Pick out each line in the data below that contains the word "sandy" and copy it in full.

****************

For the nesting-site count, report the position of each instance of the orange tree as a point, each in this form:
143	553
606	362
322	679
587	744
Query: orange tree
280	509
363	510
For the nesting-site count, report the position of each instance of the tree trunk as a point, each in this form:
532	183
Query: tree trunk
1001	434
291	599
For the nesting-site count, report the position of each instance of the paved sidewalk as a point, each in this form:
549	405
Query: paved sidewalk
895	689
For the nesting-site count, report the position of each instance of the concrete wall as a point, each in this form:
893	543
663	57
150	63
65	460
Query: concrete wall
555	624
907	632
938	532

****************

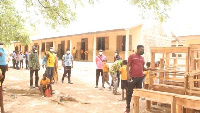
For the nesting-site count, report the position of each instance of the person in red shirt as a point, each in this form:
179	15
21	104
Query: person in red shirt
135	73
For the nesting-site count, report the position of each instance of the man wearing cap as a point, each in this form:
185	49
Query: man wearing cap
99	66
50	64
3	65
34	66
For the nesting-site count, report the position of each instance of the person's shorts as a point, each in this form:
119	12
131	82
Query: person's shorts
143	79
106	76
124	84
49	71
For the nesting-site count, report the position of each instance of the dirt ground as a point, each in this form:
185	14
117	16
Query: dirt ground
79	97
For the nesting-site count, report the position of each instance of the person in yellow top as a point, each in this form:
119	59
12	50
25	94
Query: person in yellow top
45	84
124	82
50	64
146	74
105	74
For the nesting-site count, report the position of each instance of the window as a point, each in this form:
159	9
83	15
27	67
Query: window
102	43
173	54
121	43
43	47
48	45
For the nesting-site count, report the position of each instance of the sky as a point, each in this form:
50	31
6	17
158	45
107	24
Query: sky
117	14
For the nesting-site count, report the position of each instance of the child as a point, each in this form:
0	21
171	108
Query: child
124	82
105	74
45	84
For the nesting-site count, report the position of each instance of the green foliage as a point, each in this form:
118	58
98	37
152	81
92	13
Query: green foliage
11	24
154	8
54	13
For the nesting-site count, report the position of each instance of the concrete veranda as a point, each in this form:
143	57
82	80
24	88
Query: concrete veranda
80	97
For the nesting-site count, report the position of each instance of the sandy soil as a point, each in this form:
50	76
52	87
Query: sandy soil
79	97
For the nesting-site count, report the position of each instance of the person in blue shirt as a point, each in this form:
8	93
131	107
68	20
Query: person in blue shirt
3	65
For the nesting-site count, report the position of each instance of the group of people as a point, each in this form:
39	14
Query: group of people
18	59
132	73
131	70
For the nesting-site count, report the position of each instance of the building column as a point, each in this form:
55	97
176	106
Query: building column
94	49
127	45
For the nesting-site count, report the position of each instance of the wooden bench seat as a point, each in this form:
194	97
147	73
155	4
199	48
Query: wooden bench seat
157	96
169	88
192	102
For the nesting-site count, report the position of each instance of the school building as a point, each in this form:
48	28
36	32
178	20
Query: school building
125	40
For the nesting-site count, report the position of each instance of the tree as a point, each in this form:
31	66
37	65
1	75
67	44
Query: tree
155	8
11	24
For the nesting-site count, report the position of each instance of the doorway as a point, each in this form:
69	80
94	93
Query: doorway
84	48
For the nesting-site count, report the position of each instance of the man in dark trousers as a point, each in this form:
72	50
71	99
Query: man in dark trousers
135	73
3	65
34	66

****************

▶ _Answer to the problem_
For the nesting-site count, report the position of each instance of the sandy soil as a point, each in this form:
Query: sandy soil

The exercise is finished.